Prompt
Which lines of the records below contain the word "nose" with the same capitalization? Show each one in full.

Exercise materials

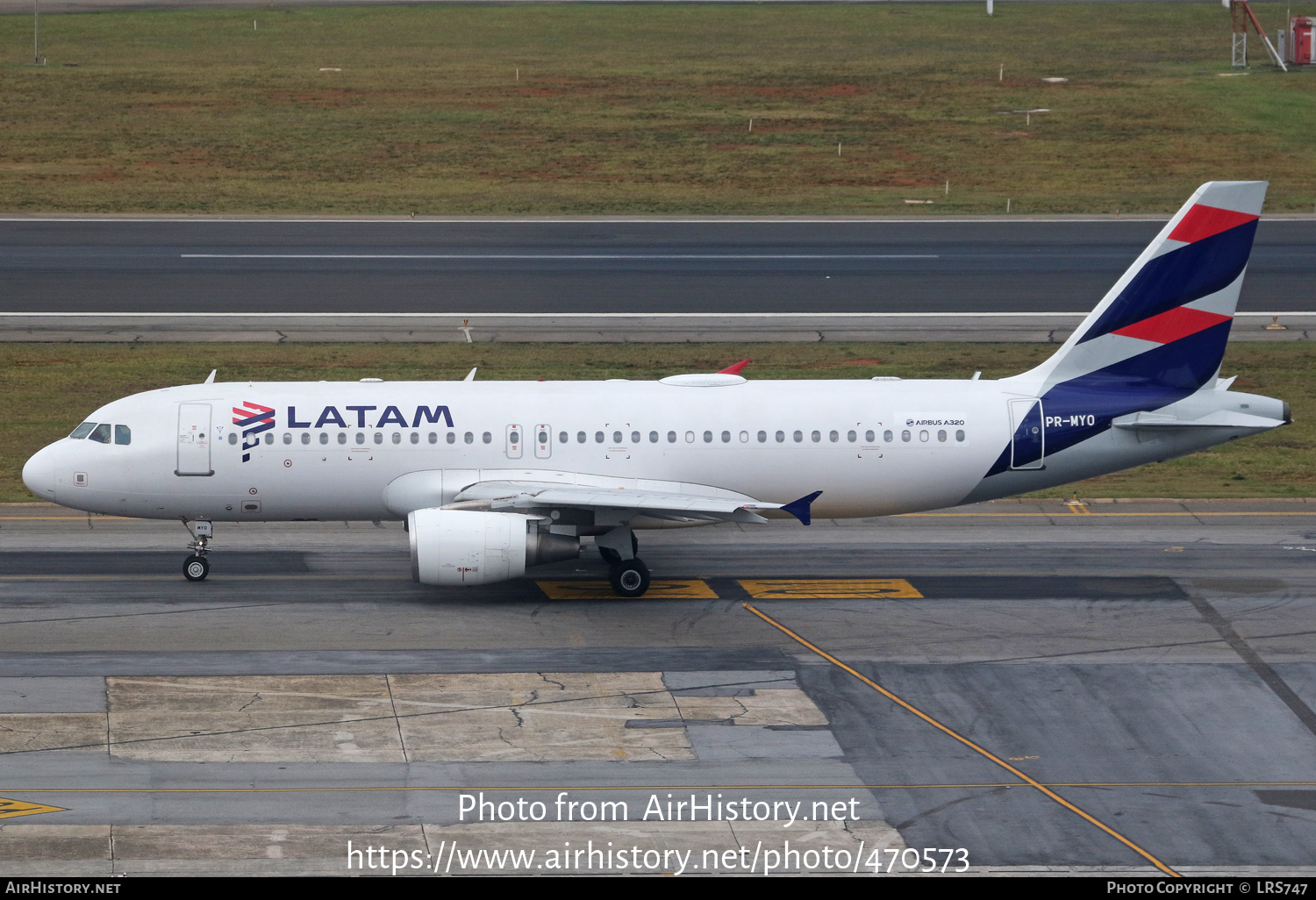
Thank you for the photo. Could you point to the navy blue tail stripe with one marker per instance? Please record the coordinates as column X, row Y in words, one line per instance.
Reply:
column 1179, row 276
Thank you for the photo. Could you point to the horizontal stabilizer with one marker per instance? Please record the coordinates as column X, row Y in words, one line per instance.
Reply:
column 800, row 508
column 1219, row 418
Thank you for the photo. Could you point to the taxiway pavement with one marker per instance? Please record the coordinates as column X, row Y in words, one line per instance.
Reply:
column 1148, row 662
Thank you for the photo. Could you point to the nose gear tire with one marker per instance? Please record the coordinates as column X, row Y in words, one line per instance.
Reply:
column 195, row 568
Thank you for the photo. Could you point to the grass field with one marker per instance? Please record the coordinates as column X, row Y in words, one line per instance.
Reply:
column 647, row 110
column 47, row 389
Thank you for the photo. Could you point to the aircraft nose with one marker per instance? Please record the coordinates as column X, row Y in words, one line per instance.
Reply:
column 39, row 474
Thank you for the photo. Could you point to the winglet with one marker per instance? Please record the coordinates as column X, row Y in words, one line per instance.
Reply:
column 800, row 508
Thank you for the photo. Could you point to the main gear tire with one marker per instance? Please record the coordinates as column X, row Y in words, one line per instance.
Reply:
column 629, row 579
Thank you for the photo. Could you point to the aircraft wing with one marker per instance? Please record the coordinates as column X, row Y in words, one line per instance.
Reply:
column 658, row 504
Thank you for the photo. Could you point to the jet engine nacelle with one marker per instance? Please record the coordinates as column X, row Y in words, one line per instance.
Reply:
column 453, row 546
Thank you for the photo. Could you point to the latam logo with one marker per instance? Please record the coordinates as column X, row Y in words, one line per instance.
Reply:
column 391, row 416
column 253, row 418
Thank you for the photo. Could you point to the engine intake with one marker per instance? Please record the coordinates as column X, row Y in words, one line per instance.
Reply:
column 453, row 546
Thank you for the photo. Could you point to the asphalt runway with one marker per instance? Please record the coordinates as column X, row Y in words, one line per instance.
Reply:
column 1148, row 662
column 602, row 266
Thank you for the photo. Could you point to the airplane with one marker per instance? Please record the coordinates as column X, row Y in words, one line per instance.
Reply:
column 492, row 478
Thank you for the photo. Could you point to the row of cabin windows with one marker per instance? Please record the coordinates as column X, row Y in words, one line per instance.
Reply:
column 563, row 437
column 100, row 433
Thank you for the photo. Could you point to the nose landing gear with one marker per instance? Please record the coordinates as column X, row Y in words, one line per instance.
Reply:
column 197, row 568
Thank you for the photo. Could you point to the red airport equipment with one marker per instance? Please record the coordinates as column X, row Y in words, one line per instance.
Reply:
column 1302, row 41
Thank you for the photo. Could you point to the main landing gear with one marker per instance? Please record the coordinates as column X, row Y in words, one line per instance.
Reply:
column 628, row 575
column 197, row 568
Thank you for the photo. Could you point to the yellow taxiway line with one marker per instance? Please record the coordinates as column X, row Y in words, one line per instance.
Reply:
column 966, row 742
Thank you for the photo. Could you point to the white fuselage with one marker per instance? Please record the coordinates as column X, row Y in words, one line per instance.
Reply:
column 873, row 447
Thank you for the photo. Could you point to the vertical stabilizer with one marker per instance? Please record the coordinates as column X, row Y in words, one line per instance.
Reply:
column 1165, row 323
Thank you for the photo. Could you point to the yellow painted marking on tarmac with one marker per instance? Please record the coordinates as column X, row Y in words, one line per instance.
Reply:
column 15, row 808
column 832, row 589
column 665, row 589
column 968, row 742
column 670, row 787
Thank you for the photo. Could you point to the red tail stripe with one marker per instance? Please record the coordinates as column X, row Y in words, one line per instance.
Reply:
column 1203, row 221
column 1171, row 325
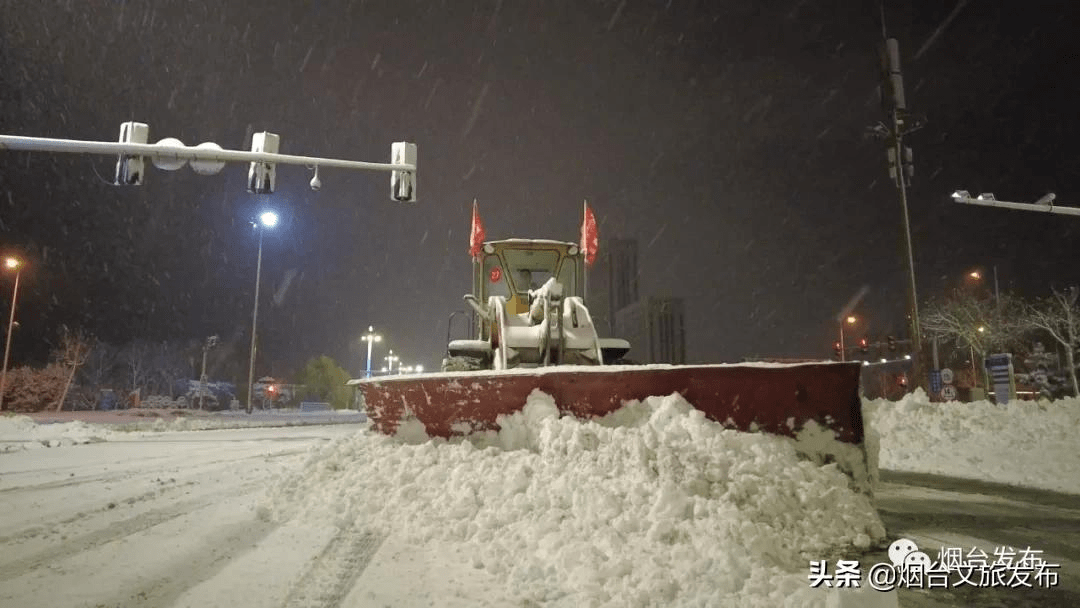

Written solution
Thank you for the photo. Could you point to the nose gear tire with one marker per instance? Please record the coordinates as column X, row Y in words, one line per instance.
Thank you for the photo. Could you point to the aircraft nose with one marker per instance? Please record the coordinates as column X, row Y in words, one line per instance.
Thank you for the photo. Could you point to the nose landing gear with one marker per instance? Please record the coordinates as column X, row Y in words, one line per instance.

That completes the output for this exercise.